◆ Brief ◆
Set down the records exactly, and omit any image found in them.

Photo-based referring expression data:
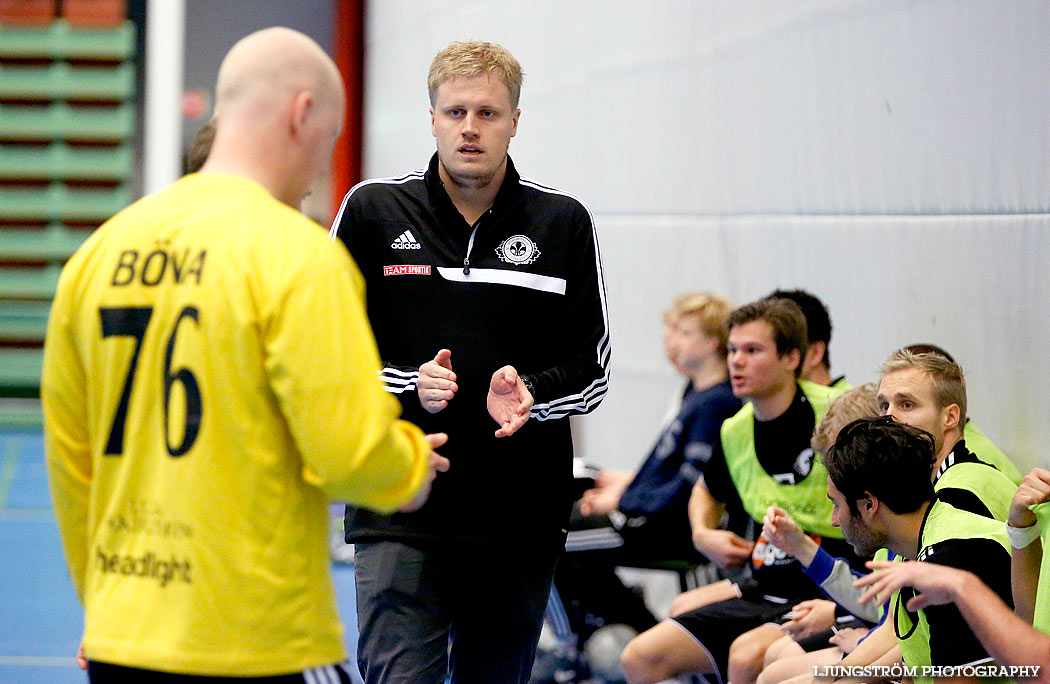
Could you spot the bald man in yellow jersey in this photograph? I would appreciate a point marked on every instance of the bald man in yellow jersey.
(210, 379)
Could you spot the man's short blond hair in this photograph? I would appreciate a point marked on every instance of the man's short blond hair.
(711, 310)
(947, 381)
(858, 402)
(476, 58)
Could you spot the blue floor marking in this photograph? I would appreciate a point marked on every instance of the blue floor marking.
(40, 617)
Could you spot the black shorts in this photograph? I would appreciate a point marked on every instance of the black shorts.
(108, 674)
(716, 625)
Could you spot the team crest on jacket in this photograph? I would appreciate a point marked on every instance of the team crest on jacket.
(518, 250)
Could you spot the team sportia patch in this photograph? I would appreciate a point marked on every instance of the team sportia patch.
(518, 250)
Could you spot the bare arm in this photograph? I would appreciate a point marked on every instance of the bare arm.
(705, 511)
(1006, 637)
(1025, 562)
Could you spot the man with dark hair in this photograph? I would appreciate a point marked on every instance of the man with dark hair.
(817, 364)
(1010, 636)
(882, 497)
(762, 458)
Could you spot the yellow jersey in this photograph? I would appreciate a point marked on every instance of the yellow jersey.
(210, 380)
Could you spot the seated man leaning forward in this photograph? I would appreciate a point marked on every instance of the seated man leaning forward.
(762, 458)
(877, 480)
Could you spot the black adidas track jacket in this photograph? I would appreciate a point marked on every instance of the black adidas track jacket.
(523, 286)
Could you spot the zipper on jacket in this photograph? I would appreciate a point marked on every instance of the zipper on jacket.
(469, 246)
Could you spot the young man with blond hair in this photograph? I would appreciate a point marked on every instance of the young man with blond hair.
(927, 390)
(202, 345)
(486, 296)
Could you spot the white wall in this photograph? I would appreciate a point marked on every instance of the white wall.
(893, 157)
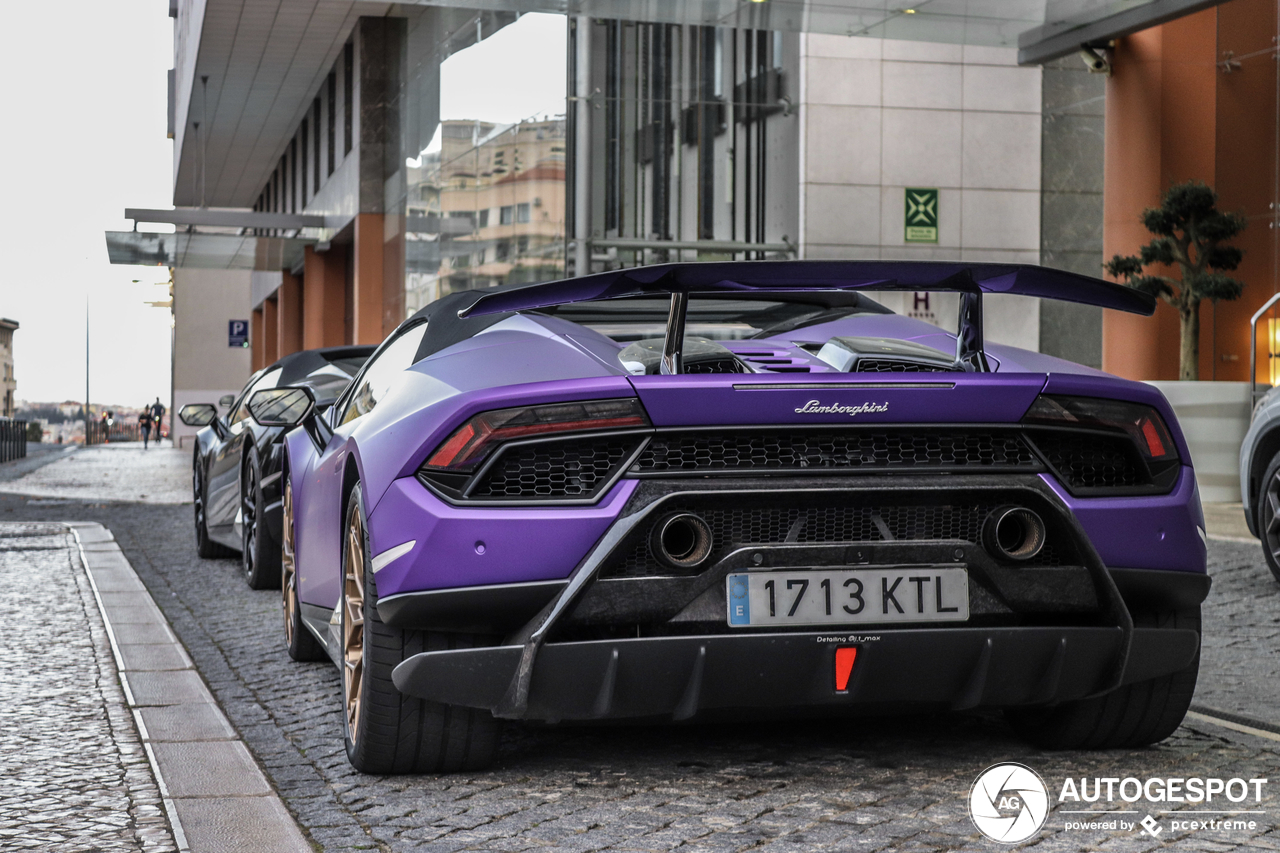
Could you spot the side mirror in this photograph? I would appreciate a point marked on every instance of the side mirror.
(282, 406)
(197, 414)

◆ Response below ◆
Could you spot the bald man in yellow jersey in this photograph? I would appreciate a point marked on every instance of the bald man in yellow jersey.
(210, 379)
Could you spot the man's short blond hair in this photograph? I would appreciate a point marked on every instance of the man's short blond hair.
(711, 310)
(947, 381)
(858, 402)
(476, 58)
Could you spot the blue floor marking in this photograph? I would appreciate a point marked on every instance of the blue floor marking.
(40, 617)
Could you spot the black shorts in this photograph? I would appreciate a point marked on every instance of the black shorts.
(108, 674)
(716, 625)
Could you spot the team crest on jacket in this photograph? I would appreciate a point marked on every instance of the team crest on jacket.
(518, 250)
Could you spot the team sportia patch in this photograph? I would appreciate a point marked on every instance of the team sportia patch.
(518, 250)
Could you spot the bare arm in this photograph? I would appreciate a point marked on every instance of the bare arm.
(705, 511)
(1006, 637)
(1025, 562)
Could you spot the man with dark hair in this photograph? I would appreciate a point marked on every instance of the man with dark hair.
(817, 364)
(1010, 636)
(882, 497)
(762, 458)
Could you spot the yellow jersey in this photograph? I would appreciate a point marked on every instance of the yellow jersey.
(210, 380)
Could you spot the seated man leaning forward in this photograph? I would appreciate a point marked on every instance of the seated man leaning forward.
(762, 458)
(877, 480)
Could you spot the black adidas track jacket in this photograph? I would appreciate a point marked on every instance of the black adidas track jacket.
(523, 286)
Could you spot the zipper on jacket in this photograph? I would appreciate a point marked on every instance of the zipper on jacket.
(469, 246)
Could you spot the young man with blond hair in this photograph? I would appreciate a point marked on every instance of the young man with blond hair.
(927, 390)
(202, 345)
(486, 296)
Could you spot the white wall in this photograph? I would appreciate a point marked on every instance of the white wall.
(893, 157)
Could you spot the side mirror in this photograph? I would appreciate a point marked on every instance of the side mirror.
(282, 406)
(197, 414)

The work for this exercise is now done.